══ SOURCE TEXT ══

Voters reject extension of sales tax for UAFS

by Tina Alvey Dale ([email protected]) 841 views 

Sebastian County voters said no to a proposed Sebastian county-wide ¼ cent sales tax to support the University of Arkansas at Fort Smith in Tuesday’s  (Nov. 3) general election. Unofficial results showed 20,107 (43.55%) for the tax and 26,068 (56.45%) against.

When Westark College joined the University of Arkansas system and set to transition to a four-year institution, the college was no longer eligible to receive millage revenue. Sebastian County voters approved a ¼-cent sales tax to go into effect Jan. 1, 2002, the same day the institution became the University of Arkansas at Fort Smith in order to help fund the transition and growth of the university. That sales tax sunsets Jan. 1, 2022. Arkansas Act 1087 of 2013 gave UAFS the authority to request a sales-tax extension for 10 years.

═══

EXERCISES TO COMPLETE:
a - List every calendar date with a month and day that appears in the article about the UAFS sales tax vote.
b - Extend the article about the UAFS sales tax vote by writing what comes next after its last sentence.

══ DATA RECORDS ══

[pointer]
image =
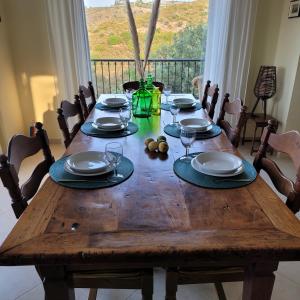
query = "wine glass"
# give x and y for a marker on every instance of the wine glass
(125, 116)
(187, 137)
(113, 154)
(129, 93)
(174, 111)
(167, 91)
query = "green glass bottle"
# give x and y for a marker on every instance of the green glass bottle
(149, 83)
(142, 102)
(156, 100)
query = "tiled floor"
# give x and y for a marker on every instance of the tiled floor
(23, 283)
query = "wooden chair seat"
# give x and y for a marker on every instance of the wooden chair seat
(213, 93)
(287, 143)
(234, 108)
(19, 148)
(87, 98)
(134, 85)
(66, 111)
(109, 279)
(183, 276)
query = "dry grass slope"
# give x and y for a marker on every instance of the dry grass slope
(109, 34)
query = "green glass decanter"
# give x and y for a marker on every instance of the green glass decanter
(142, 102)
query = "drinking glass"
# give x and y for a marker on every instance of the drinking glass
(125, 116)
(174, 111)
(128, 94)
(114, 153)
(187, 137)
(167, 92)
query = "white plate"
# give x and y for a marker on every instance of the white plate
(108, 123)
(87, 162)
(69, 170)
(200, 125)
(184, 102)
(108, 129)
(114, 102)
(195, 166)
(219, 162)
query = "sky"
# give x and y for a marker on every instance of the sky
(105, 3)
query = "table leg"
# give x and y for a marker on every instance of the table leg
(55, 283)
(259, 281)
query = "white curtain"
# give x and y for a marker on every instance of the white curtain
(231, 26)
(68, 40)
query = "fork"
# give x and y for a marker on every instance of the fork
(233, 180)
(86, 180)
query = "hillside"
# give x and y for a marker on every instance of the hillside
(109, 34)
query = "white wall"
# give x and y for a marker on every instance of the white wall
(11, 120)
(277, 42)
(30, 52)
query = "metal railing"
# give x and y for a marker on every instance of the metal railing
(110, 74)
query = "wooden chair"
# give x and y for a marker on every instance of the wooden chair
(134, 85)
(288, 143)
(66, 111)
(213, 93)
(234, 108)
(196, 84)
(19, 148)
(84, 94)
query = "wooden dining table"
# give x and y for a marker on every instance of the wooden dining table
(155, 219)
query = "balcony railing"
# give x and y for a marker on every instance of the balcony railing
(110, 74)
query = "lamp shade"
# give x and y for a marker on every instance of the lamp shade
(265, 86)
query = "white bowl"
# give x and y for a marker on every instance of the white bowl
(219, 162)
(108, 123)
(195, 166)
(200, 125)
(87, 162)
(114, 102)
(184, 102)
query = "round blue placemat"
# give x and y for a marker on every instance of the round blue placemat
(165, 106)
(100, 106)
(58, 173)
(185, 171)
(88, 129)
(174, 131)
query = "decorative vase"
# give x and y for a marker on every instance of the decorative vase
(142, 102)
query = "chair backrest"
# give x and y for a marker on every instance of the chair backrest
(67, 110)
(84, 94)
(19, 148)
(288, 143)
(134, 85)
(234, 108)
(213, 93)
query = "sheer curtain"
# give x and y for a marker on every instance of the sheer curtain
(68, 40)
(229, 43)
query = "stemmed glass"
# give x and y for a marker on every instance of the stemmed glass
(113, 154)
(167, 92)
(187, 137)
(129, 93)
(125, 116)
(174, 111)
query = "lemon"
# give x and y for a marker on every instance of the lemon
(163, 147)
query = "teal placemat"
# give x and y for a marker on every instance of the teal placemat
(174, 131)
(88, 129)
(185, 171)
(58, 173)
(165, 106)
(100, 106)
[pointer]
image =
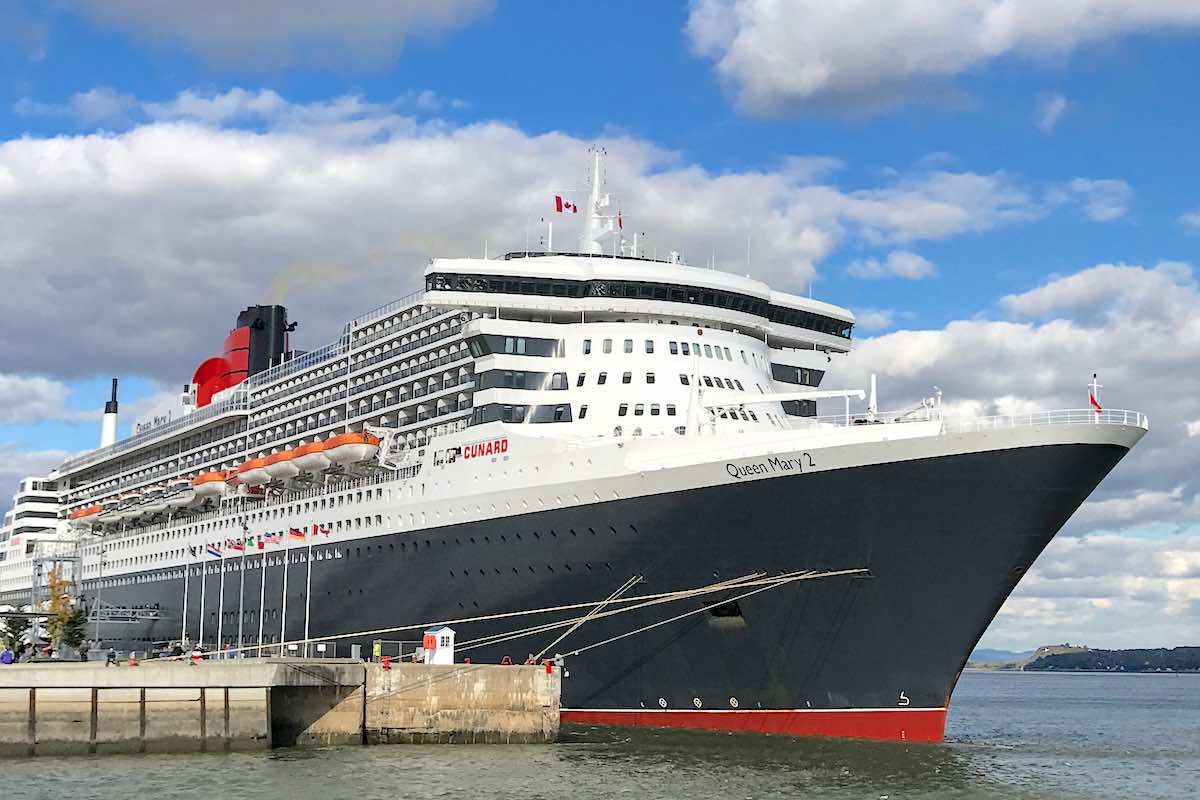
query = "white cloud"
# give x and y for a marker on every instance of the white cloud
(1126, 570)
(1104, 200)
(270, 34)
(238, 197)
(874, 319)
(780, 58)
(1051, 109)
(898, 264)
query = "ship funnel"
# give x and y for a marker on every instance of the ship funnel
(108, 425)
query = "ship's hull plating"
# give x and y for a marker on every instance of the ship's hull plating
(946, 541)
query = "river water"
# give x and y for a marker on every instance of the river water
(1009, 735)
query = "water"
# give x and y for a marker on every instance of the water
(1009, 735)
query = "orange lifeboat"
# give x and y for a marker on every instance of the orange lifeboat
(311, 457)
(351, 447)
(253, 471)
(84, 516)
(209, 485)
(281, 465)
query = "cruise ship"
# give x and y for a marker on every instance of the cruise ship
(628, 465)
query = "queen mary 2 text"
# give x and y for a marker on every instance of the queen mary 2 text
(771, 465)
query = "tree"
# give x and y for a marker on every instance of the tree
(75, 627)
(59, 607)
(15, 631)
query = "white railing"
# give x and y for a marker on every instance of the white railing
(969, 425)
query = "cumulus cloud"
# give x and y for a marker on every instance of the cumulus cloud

═══

RESPONSES TO THE EXERCISE:
a -
Nov. 3
Jan. 1, 2002
Jan. 1, 2022

b -
“(The results) speaks to the fact that voters believed what they were sold, that this was a temporary tax and that they believe we have done our obligation and now it is time for the state to pick up its responsibility as it has for the University of Arkansas at Fayetteville, the University of Arkansas at Pine Bluff and the University of Arkansas at Little Rock,” said Fort Smith Attorney Joey McCutchen, who represented the Citizens Against Unfair Taxes, a group formed against the tax.

McCutchen said the tax was regressive and hit the working poor, families putting food on the table for children and the elderly the most. McCutchen also said Tuesday’s results showed that voters want transparency and accountability for their taxes. He said the tax has brought in more than $75 million over the past 20 years and people want to know what the university has done with that money.

UAFS has used sales tax dollars to help fund many renovations and additions needed for a four-year university, UAFS Chancellor Dr. Terisa Riley previously said. The funds also have provided the ability to improve and create facilities that are required for four-year degree programs such as laboratories, academic success center, and other outstanding facilities, Riley said.

McCutchen said the vote against the tax was not a vote against the university.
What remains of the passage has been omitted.